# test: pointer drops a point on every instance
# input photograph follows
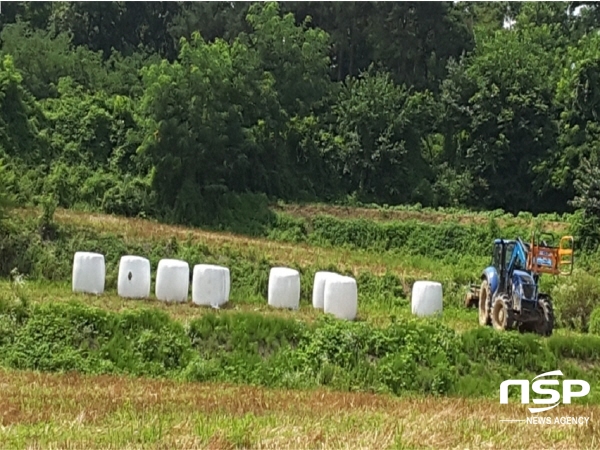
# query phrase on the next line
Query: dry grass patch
(346, 212)
(61, 411)
(134, 229)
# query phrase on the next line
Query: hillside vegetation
(387, 141)
(199, 108)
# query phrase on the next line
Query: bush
(409, 356)
(595, 321)
(574, 300)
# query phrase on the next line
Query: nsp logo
(537, 387)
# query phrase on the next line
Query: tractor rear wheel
(471, 300)
(545, 324)
(502, 314)
(485, 297)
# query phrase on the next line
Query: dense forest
(174, 110)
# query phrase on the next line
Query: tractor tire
(502, 314)
(485, 297)
(545, 325)
(471, 300)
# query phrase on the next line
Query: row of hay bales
(211, 285)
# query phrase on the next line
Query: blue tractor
(508, 296)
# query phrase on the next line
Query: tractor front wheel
(502, 314)
(485, 297)
(545, 324)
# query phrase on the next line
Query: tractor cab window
(497, 256)
(509, 252)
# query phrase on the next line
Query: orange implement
(552, 260)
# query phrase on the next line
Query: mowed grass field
(75, 411)
(70, 410)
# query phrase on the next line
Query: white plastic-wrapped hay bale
(340, 297)
(227, 284)
(89, 273)
(134, 277)
(319, 288)
(210, 285)
(284, 288)
(427, 298)
(172, 280)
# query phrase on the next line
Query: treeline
(174, 109)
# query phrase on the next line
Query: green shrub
(409, 356)
(595, 321)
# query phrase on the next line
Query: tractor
(508, 296)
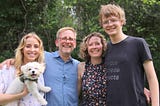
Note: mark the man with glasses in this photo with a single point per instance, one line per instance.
(61, 70)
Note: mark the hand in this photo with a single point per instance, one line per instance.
(147, 94)
(25, 91)
(8, 62)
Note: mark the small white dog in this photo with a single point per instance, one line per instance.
(30, 73)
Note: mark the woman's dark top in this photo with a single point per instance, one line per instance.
(94, 85)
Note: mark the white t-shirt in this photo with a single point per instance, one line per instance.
(7, 76)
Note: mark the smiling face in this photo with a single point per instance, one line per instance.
(31, 49)
(66, 42)
(112, 25)
(95, 47)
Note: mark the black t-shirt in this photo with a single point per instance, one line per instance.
(125, 73)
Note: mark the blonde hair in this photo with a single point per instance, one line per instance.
(112, 10)
(84, 45)
(19, 54)
(64, 29)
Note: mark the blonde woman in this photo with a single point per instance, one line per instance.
(30, 49)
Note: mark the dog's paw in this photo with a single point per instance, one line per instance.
(47, 89)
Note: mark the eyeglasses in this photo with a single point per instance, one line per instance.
(65, 39)
(110, 21)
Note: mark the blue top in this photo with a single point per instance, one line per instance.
(62, 78)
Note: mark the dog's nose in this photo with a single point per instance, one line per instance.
(33, 72)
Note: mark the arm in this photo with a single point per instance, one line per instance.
(5, 98)
(147, 94)
(81, 67)
(153, 82)
(8, 62)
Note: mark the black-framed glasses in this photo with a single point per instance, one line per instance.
(65, 39)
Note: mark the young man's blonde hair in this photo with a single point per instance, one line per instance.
(111, 10)
(64, 29)
(83, 46)
(19, 56)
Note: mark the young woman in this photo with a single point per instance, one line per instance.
(30, 49)
(92, 73)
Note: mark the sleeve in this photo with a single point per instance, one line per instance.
(145, 53)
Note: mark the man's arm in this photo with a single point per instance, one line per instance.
(153, 82)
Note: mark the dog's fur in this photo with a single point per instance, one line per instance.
(31, 71)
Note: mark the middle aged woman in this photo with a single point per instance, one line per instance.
(92, 73)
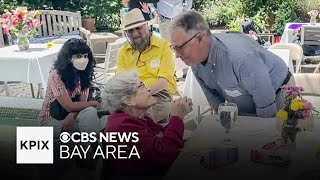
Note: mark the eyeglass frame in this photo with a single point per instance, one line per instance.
(180, 48)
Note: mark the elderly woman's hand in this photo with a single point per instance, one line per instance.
(181, 107)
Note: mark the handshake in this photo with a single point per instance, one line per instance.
(181, 107)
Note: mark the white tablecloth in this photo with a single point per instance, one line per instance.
(31, 66)
(252, 133)
(289, 35)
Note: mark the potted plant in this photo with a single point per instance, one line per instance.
(88, 15)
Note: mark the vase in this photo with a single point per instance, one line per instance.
(23, 41)
(313, 20)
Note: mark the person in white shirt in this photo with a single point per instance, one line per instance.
(166, 10)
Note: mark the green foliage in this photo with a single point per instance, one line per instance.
(108, 14)
(211, 12)
(7, 4)
(88, 9)
(235, 25)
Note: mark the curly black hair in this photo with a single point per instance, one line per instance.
(68, 73)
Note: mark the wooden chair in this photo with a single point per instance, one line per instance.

= = =

Retype exactly, please, each line from the line that contains "Note: mark the vase" through the last line of the entries above, with nothing added.

◆ **FINISHED ANSWER**:
Note: mark the vase in this photo with a single point per instance, one line per instance.
(23, 41)
(313, 20)
Note: mark the person in white shirt in this photo with a single point per instance, one line per instance.
(166, 10)
Note: mark the green foliage in this photo with a single point per instance, one line per instance.
(108, 14)
(211, 12)
(7, 4)
(88, 9)
(235, 25)
Note: mark the curly black hair in this photo with a single point per instance, one line per instance.
(68, 73)
Note: mark the wooden chair in this photo with a single point per instance, one line per instance.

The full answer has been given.